= Beginning of Section =

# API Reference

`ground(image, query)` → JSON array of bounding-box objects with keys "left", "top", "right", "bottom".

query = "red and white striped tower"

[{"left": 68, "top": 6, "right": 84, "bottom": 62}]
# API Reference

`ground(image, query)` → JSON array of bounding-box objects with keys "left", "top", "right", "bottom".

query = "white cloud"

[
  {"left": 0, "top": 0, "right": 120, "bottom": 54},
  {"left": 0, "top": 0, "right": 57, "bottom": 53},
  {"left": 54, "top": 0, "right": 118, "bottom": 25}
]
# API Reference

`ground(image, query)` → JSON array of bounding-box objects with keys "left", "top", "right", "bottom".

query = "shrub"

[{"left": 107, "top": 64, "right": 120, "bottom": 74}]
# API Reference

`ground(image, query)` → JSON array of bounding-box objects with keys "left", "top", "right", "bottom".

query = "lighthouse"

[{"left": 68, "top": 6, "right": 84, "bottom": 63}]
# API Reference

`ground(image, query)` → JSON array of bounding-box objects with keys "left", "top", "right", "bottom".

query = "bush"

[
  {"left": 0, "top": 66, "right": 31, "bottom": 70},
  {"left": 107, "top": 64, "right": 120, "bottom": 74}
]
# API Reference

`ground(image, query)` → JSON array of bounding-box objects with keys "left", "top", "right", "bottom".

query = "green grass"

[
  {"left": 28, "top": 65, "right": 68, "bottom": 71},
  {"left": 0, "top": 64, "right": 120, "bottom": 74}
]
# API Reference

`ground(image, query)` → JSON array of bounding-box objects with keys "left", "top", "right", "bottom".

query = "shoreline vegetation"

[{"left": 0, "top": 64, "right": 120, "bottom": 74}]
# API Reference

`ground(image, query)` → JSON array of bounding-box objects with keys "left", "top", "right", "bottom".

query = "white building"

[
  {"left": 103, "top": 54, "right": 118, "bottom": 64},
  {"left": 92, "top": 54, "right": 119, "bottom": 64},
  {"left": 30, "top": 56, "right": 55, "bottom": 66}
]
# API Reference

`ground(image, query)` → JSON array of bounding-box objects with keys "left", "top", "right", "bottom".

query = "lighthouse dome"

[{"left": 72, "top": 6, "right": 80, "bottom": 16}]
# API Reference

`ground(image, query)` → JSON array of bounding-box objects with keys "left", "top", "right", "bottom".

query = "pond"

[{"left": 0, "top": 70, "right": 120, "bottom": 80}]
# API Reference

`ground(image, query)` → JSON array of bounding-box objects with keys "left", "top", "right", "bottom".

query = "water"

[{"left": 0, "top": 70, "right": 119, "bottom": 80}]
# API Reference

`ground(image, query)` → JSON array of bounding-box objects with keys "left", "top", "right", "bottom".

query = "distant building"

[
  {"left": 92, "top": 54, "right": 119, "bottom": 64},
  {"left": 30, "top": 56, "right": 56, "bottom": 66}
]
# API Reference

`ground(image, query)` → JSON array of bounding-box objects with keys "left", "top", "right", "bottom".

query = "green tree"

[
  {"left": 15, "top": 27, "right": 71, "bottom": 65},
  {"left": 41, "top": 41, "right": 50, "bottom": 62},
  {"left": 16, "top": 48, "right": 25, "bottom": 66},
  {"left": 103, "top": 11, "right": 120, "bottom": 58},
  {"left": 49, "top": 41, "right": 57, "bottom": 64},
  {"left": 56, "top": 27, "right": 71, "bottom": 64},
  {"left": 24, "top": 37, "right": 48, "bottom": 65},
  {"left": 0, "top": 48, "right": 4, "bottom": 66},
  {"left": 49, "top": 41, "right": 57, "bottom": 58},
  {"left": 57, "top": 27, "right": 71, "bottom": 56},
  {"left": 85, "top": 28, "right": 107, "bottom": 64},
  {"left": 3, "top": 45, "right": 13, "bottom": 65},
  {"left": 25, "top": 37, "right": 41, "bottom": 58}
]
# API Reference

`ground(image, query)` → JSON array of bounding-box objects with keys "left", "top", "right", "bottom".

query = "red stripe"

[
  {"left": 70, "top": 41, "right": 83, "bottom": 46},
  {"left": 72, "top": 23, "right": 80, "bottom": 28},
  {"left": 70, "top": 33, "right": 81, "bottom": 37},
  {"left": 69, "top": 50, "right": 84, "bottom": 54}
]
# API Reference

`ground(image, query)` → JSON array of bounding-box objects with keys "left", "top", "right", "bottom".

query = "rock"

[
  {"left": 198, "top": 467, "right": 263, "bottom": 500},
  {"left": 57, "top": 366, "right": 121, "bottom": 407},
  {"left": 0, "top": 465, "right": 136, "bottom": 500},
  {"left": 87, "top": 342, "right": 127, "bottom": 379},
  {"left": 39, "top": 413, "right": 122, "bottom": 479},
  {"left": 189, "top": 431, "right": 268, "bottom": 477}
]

= End of Section =

Requirement
With nothing left out, print the data above exactly.

Answer box
# API Reference

`ground(image, query)` → JSON array of bounding-box objects with keys "left", "top", "right", "bottom".

query = "red and white striped tower"

[{"left": 68, "top": 6, "right": 84, "bottom": 62}]
# API Reference

`ground(image, query)` → JSON array of bounding-box objects with keys "left", "top", "right", "bottom".

query = "white cloud"

[
  {"left": 0, "top": 0, "right": 120, "bottom": 54},
  {"left": 0, "top": 0, "right": 57, "bottom": 53},
  {"left": 54, "top": 0, "right": 118, "bottom": 25}
]
# API Reference

`ground(image, query)` → JSON array of bounding-box objects with keys "left", "top", "right", "bottom".

query = "shrub"

[{"left": 107, "top": 64, "right": 120, "bottom": 74}]
# API Reference

`ground(image, query)` → JSON array of bounding-box objects with keys "left", "top", "right", "bottom".

query = "lighthouse"

[{"left": 68, "top": 6, "right": 84, "bottom": 63}]
# API Reference

`ground(image, query)` → JSON array of bounding-box objects with keys "left", "top", "right", "bottom".

query = "bush"

[
  {"left": 0, "top": 66, "right": 31, "bottom": 70},
  {"left": 107, "top": 64, "right": 120, "bottom": 74}
]
# API Reference

`ground(image, query)` → JSON array of bounding-box objects with keys "left", "top", "right", "bottom".

query = "green grass"

[
  {"left": 28, "top": 65, "right": 68, "bottom": 71},
  {"left": 0, "top": 64, "right": 120, "bottom": 74}
]
# API Reference

`ground(image, query)` → JSON array of bounding-box objects with keys "left", "top", "right", "bottom".

query = "shoreline vegetation"

[{"left": 0, "top": 64, "right": 120, "bottom": 74}]
# API Reference

`ground(image, query)` → JSON array of bounding-box objects with keys "left", "top", "right", "bottom".

query = "white building"

[
  {"left": 103, "top": 54, "right": 118, "bottom": 64},
  {"left": 92, "top": 54, "right": 119, "bottom": 64},
  {"left": 30, "top": 56, "right": 55, "bottom": 66}
]
# API Reference

`ground(image, query)` → JSON array of bounding-box objects with keys "left", "top", "right", "bottom".

query = "lighthouse dome"

[{"left": 72, "top": 6, "right": 80, "bottom": 16}]
# API Reference

`ground(image, query)` → JSON array of bounding-box objects with keys "left", "top", "right", "bottom".

query = "pond"

[{"left": 0, "top": 70, "right": 120, "bottom": 80}]
# API Reference

`ground(image, query)` → JSON array of bounding-box objects with keys "left", "top", "right", "bottom".

query = "water"

[{"left": 0, "top": 70, "right": 119, "bottom": 80}]
# API Reference

`ground(image, query)` → JSON array of bounding-box objects with keys "left", "top", "right", "bottom".

query = "distant building"

[
  {"left": 92, "top": 54, "right": 119, "bottom": 64},
  {"left": 30, "top": 56, "right": 56, "bottom": 66}
]
# API Reference

`ground(image, query)` → JSON array of bounding-box objects with keys "left", "top", "right", "bottom".

query = "green tree"

[
  {"left": 15, "top": 27, "right": 71, "bottom": 65},
  {"left": 41, "top": 41, "right": 50, "bottom": 62},
  {"left": 16, "top": 48, "right": 25, "bottom": 66},
  {"left": 103, "top": 11, "right": 120, "bottom": 58},
  {"left": 49, "top": 41, "right": 57, "bottom": 64},
  {"left": 56, "top": 27, "right": 71, "bottom": 64},
  {"left": 24, "top": 37, "right": 48, "bottom": 65},
  {"left": 0, "top": 48, "right": 4, "bottom": 66},
  {"left": 49, "top": 41, "right": 57, "bottom": 58},
  {"left": 57, "top": 27, "right": 71, "bottom": 56},
  {"left": 85, "top": 28, "right": 107, "bottom": 64},
  {"left": 3, "top": 45, "right": 13, "bottom": 65},
  {"left": 25, "top": 37, "right": 41, "bottom": 58}
]
# API Reference

`ground(image, query)` → JSON array of bounding-box objects with keys "left", "top", "right", "bottom".

query = "red stripe"

[
  {"left": 70, "top": 41, "right": 83, "bottom": 46},
  {"left": 72, "top": 23, "right": 80, "bottom": 28},
  {"left": 70, "top": 33, "right": 81, "bottom": 37},
  {"left": 69, "top": 50, "right": 84, "bottom": 54}
]
# API Reference

`ground(image, query)` → JSON array of bounding-box objects with keys "left", "top", "right", "bottom".

query = "rock"

[
  {"left": 198, "top": 467, "right": 263, "bottom": 500},
  {"left": 57, "top": 366, "right": 121, "bottom": 407},
  {"left": 0, "top": 465, "right": 136, "bottom": 500},
  {"left": 87, "top": 342, "right": 127, "bottom": 379},
  {"left": 39, "top": 413, "right": 122, "bottom": 479},
  {"left": 189, "top": 431, "right": 268, "bottom": 477}
]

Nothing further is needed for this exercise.